_EXERCISE BRIEF_
Only the lines that hold "shell" should be in the answer, each copied from the data below.

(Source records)
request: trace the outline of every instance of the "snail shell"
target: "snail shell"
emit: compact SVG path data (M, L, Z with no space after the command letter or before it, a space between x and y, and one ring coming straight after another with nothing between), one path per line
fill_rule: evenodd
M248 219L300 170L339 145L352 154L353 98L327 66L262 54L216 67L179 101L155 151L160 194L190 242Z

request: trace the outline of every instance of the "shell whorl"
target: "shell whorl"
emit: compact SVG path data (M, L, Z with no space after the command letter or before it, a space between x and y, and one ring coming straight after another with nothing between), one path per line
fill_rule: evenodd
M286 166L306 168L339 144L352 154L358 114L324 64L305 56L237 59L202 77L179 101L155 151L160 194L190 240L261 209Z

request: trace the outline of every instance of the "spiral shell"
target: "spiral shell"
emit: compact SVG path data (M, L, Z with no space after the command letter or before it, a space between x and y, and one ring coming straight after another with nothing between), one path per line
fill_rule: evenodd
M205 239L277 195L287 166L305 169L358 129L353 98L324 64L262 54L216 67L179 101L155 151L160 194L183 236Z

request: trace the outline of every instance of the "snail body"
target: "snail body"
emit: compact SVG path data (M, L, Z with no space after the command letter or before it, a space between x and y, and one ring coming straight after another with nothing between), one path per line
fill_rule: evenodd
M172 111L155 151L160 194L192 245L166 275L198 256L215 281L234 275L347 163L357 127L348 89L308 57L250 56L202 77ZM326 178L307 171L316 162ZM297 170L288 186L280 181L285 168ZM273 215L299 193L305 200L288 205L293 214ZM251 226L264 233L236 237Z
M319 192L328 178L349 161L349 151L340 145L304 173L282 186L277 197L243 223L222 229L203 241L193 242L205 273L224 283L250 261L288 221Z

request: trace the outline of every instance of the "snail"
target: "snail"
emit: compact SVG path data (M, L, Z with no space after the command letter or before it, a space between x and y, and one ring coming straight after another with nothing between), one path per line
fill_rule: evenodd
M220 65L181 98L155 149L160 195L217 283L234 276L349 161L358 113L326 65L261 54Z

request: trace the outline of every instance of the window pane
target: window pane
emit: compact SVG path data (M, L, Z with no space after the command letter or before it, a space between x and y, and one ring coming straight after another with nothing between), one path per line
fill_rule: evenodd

_PROBLEM SOLUTION_
request: trace the outline of every instance of the "snail shell"
target: "snail shell"
request: trace the outline of every instance of the "shell whorl"
target: "shell whorl"
request: trace the outline of every instance of the "spiral shell"
target: "spiral shell"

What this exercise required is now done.